[[ Excerpt provided open ]]

Everyday Moments

Kristen Kellogg

I wasn’t going to write a blog post this year. I love to write; it is my truest and most vulnerable form of self-expression. This was my fourth trip to Guatemala, but this year, words didn’t feel like enough to encapsulate the experiences, the feelings, the moments that happen in just one week spent in the most authentic place on earth. But as I ease back into “normal” life, I find myself struggling more than I ever have. This life in the states no longer feels like what I want my “normal” to be. So it’s time to write. It’s time for you to understand why I don’t want to let go and why I shouldn’t. 


I’ve had several moments in my life that have earned permanent residence in my brain: the look on my husband’s face when I walked down the aisle, the enormous sense of accomplishment upon being handed my college diploma, the glistening of my own tear as it landed on my oldest nephew’s cheek when I held him for the first time. On Wednesday of last week, I had another one of those moments. Ithan was 18 months old and the picture of health. He was calm and cooperative as I measured his vital signs; he wore a small black face mask over his mouth and nose for most of his exam, but his eyes did all of the talking. I had just laid him down on the table to measure his length, and it was then that he showed his first sign of fear. His giant, round eyes welled up with tears and he looked at me in disbelief that I had the audacity to make him go through something so traumatizing. I measured him, then picked him up, fully expecting his tears to turn into sobs. Instead, he rested his chin on my chest and curled his lips around my collarbone. His left hand fell against my back and his right hand latched onto my scrub top. We held each other for five minutes. I can’t remember who else was in the triage area or what the weather was doing or what the sounds were. It was just us. Mary, one of our translators, explained to Ithan’s grandmother that I work in pediatrics, and I needed to get my “baby fill” and snuggles for the week. That is what I told Mary to say, but that wasn’t really it. I needed that moment, that reminder, that oftentimes the deepest form of connection exists in a stranger. And once you feel that, you don’t want to give it up.

[[ Excerpt provided closed ]]

** Set of tasks **
A. Answer these questions about the Guatemala blog post:
(i) Which trip to Guatemala was this for the writer?
(ii) How old was Ithan?
(iii) For how long did the writer and Ithan hold each other?
B. In the Guatemala blog post, swap "blog post" for "journal entry" and write out the passage between "I wasn’t going" and "why I shouldn’t.", inclusive.
C. Write the next part of the Guatemala blog post, starting right after its final sentence.

[[ Record excerpts open ]]

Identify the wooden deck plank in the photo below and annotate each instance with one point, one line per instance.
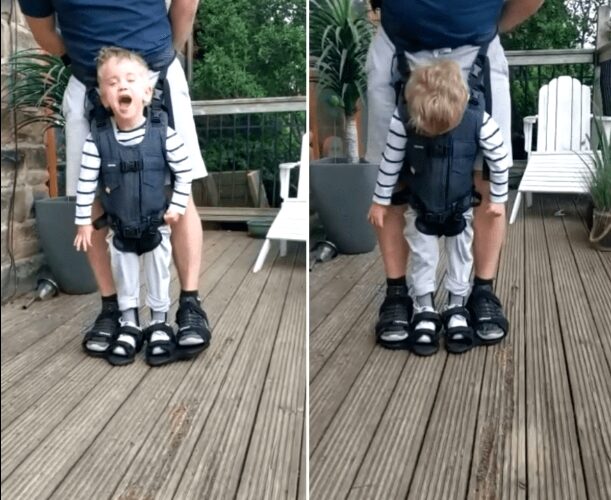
(334, 463)
(42, 318)
(59, 396)
(272, 466)
(554, 465)
(596, 281)
(498, 468)
(41, 471)
(347, 316)
(389, 464)
(325, 299)
(95, 427)
(14, 370)
(215, 462)
(588, 366)
(53, 371)
(135, 419)
(162, 458)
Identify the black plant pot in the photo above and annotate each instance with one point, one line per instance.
(342, 195)
(56, 231)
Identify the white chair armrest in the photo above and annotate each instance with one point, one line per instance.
(285, 178)
(529, 121)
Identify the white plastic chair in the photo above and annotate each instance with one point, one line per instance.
(563, 142)
(292, 221)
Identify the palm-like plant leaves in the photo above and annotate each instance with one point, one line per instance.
(600, 168)
(339, 38)
(36, 87)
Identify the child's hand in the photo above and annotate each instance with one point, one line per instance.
(83, 237)
(496, 209)
(171, 217)
(376, 214)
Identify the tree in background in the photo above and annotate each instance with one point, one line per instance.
(249, 48)
(559, 24)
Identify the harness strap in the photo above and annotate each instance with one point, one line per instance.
(162, 99)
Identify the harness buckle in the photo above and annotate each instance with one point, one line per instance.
(131, 166)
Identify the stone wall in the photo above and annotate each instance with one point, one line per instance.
(23, 173)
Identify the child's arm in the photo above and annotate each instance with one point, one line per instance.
(376, 214)
(83, 237)
(499, 161)
(178, 161)
(87, 183)
(392, 161)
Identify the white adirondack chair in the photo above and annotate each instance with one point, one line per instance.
(292, 221)
(563, 142)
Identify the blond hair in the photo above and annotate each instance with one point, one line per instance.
(436, 97)
(108, 53)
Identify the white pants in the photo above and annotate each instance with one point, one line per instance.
(126, 273)
(424, 258)
(382, 73)
(77, 125)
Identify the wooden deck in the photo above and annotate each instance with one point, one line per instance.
(228, 425)
(529, 418)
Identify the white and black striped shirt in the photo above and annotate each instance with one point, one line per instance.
(176, 155)
(490, 142)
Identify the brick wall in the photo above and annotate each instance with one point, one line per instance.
(23, 173)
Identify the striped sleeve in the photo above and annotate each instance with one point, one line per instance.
(87, 182)
(392, 161)
(180, 165)
(498, 159)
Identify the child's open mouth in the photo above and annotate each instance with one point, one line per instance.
(125, 101)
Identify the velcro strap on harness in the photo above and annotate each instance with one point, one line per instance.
(162, 100)
(131, 166)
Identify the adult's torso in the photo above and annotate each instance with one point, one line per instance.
(139, 25)
(436, 24)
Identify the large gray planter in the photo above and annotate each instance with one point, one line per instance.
(342, 194)
(56, 231)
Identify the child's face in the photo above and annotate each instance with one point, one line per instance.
(125, 89)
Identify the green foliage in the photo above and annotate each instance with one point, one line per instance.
(600, 168)
(340, 35)
(36, 87)
(250, 142)
(249, 49)
(554, 26)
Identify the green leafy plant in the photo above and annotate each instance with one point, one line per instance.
(340, 34)
(36, 87)
(600, 168)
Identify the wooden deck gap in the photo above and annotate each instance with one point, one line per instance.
(267, 369)
(427, 426)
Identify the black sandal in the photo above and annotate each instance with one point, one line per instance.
(424, 348)
(394, 316)
(192, 320)
(458, 339)
(103, 331)
(168, 346)
(486, 309)
(130, 350)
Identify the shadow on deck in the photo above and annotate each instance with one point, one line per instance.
(528, 418)
(229, 424)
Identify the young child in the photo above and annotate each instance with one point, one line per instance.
(129, 156)
(428, 162)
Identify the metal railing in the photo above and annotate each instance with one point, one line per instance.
(243, 141)
(530, 69)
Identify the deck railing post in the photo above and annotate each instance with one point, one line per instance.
(602, 73)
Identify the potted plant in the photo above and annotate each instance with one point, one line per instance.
(342, 188)
(35, 91)
(599, 164)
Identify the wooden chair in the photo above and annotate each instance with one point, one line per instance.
(559, 164)
(292, 221)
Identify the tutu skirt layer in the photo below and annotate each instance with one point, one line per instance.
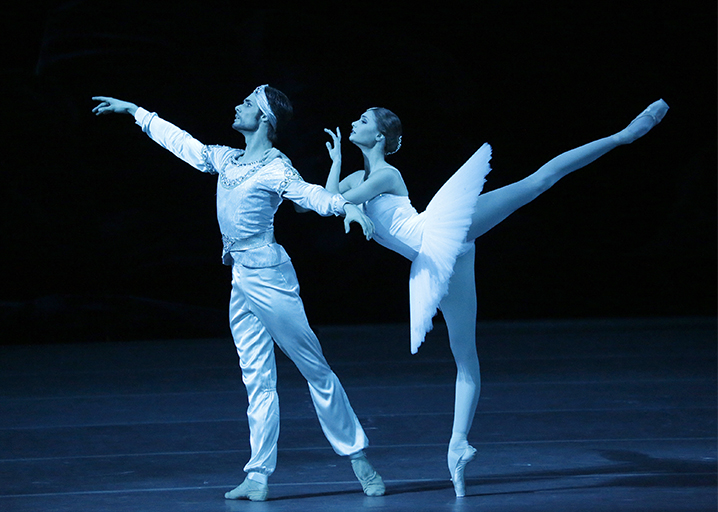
(447, 219)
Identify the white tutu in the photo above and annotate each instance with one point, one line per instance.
(446, 222)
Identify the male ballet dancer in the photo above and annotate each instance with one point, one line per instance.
(265, 306)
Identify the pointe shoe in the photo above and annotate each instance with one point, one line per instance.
(457, 474)
(654, 113)
(371, 482)
(249, 489)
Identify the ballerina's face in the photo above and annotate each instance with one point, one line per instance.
(365, 131)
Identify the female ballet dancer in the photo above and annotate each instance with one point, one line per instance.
(440, 241)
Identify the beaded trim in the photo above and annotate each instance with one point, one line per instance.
(230, 244)
(208, 166)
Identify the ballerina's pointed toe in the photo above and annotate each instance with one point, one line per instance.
(655, 111)
(457, 476)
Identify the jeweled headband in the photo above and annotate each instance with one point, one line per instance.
(264, 105)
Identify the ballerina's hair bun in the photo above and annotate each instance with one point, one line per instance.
(390, 126)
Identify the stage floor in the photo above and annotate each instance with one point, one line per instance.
(574, 416)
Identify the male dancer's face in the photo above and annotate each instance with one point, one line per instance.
(246, 117)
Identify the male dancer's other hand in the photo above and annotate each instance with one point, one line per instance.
(353, 214)
(113, 106)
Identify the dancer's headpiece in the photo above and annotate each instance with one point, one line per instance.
(398, 145)
(264, 105)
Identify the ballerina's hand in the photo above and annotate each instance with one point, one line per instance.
(335, 151)
(352, 213)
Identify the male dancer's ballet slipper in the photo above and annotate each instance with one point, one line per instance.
(654, 113)
(371, 482)
(457, 474)
(249, 489)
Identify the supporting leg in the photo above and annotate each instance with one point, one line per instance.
(459, 310)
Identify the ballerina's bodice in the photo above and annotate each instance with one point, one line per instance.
(398, 225)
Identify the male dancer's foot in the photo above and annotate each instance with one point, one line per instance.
(371, 482)
(249, 489)
(460, 454)
(642, 124)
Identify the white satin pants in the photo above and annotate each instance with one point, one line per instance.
(264, 308)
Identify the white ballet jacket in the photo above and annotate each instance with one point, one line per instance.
(265, 306)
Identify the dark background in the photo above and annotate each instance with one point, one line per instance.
(106, 236)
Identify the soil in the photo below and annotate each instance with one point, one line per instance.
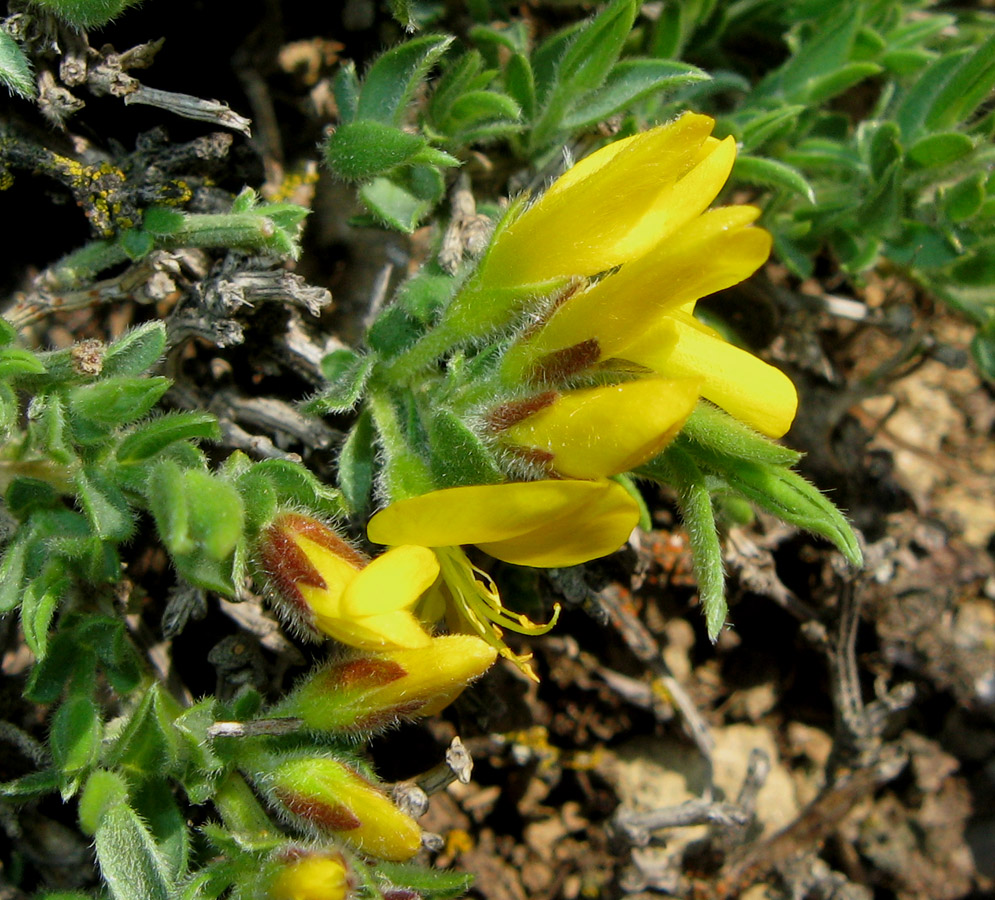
(838, 741)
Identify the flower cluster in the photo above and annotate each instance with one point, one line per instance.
(617, 362)
(594, 362)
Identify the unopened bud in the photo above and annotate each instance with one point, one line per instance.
(368, 692)
(332, 798)
(301, 874)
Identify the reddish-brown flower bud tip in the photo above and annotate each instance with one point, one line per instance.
(560, 364)
(507, 414)
(366, 672)
(325, 816)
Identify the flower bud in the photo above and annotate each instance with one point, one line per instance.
(300, 874)
(330, 797)
(370, 691)
(322, 584)
(601, 431)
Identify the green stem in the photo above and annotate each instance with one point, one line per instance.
(676, 467)
(240, 810)
(417, 358)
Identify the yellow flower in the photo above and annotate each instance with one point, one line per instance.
(305, 875)
(536, 523)
(634, 214)
(367, 692)
(332, 798)
(328, 586)
(601, 431)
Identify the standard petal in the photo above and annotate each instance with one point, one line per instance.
(743, 385)
(392, 581)
(598, 528)
(601, 431)
(476, 513)
(386, 631)
(717, 250)
(583, 224)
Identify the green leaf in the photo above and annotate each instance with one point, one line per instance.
(117, 400)
(824, 88)
(882, 205)
(295, 484)
(885, 148)
(822, 54)
(760, 128)
(590, 57)
(401, 11)
(15, 361)
(915, 106)
(150, 438)
(154, 801)
(394, 77)
(345, 87)
(520, 84)
(582, 68)
(964, 199)
(362, 150)
(216, 515)
(75, 735)
(105, 505)
(904, 63)
(168, 504)
(771, 173)
(103, 791)
(476, 107)
(12, 574)
(457, 455)
(15, 68)
(403, 200)
(940, 149)
(976, 269)
(133, 867)
(108, 638)
(346, 373)
(41, 599)
(628, 82)
(968, 87)
(356, 464)
(136, 243)
(34, 785)
(86, 13)
(28, 494)
(148, 745)
(49, 429)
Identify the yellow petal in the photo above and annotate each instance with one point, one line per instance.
(313, 877)
(717, 250)
(601, 431)
(681, 202)
(336, 572)
(386, 631)
(576, 536)
(583, 224)
(743, 385)
(487, 513)
(392, 581)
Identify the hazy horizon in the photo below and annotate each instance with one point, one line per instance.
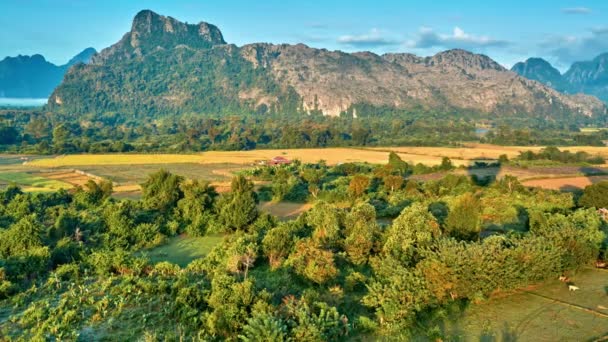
(561, 32)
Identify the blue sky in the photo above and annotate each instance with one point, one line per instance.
(508, 31)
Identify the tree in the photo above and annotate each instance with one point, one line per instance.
(414, 229)
(392, 183)
(264, 327)
(446, 164)
(8, 134)
(326, 222)
(196, 206)
(464, 219)
(277, 243)
(397, 164)
(509, 184)
(60, 138)
(361, 233)
(595, 196)
(358, 185)
(312, 262)
(161, 191)
(98, 191)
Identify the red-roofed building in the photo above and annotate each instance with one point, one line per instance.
(279, 161)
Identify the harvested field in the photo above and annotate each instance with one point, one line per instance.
(135, 174)
(33, 183)
(284, 210)
(331, 155)
(68, 176)
(565, 184)
(484, 151)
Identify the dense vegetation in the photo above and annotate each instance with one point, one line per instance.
(73, 265)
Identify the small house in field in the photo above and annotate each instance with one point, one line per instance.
(279, 161)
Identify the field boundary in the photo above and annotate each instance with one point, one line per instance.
(574, 306)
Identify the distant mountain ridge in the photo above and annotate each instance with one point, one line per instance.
(590, 77)
(165, 66)
(33, 76)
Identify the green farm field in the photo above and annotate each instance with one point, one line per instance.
(548, 312)
(181, 250)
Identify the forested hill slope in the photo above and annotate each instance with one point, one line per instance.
(588, 77)
(163, 66)
(33, 76)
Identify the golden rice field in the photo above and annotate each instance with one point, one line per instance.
(377, 155)
(330, 155)
(484, 151)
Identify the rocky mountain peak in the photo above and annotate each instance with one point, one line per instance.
(465, 60)
(538, 69)
(151, 32)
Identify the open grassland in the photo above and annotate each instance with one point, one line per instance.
(566, 183)
(137, 173)
(284, 210)
(127, 171)
(376, 155)
(181, 250)
(484, 151)
(33, 183)
(547, 313)
(331, 155)
(115, 159)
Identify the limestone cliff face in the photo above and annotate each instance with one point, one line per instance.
(333, 81)
(151, 31)
(163, 62)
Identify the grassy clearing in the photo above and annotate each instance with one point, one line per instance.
(115, 159)
(137, 173)
(284, 210)
(181, 250)
(331, 155)
(547, 313)
(33, 183)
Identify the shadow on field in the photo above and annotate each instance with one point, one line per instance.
(484, 173)
(593, 175)
(506, 334)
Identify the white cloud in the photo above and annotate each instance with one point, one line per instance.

[[ Record excerpts closed ]]

** Written responses **
A.
(i) The fourth trip.
(ii) 18 months old.
(iii) Five minutes.

B.
I wasn’t going to write a journal entry this year. I love to write; it is my truest and most vulnerable form of self-expression. This was my fourth trip to Guatemala, but this year, words didn’t feel like enough to encapsulate the experiences, the feelings, the moments that happen in just one week spent in the most authentic place on earth. But as I ease back into “normal” life, I find myself struggling more than I ever have. This life in the states no longer feels like what I want my “normal” to be. So it’s time to write. It’s time for you to understand why I don’t want to let go and why I shouldn’t.

C.
I said to our team this year that it is pretty extraordinary to think that certain events had to occur in each of our lives for us to end up together this past week. But it is no accident. We were all together because we have chosen to live intentionally. There’s something to be said about waking up with gratitude and having the choice to create memories each day — to CHOOSE to fight for justice, to CHOOSE to think deeper, to CHOOSE to love your neighbor. There were so many instances this week where I saw team members and patients fighting to hold on to moments. Some of them were happy encounters, like mine with Ithan, but most patients were fighting to avoid facing reality — the reality that if her daughter tested positive for covid, the mother could not earn the $3 a day to support her family and pay her debt, or the reality of a teenager girl being told for the first time that she could not have children. Those people were fighting to hold on to a life that was no longer going to exist because of the moment that was coming…the moment that was going to change everything.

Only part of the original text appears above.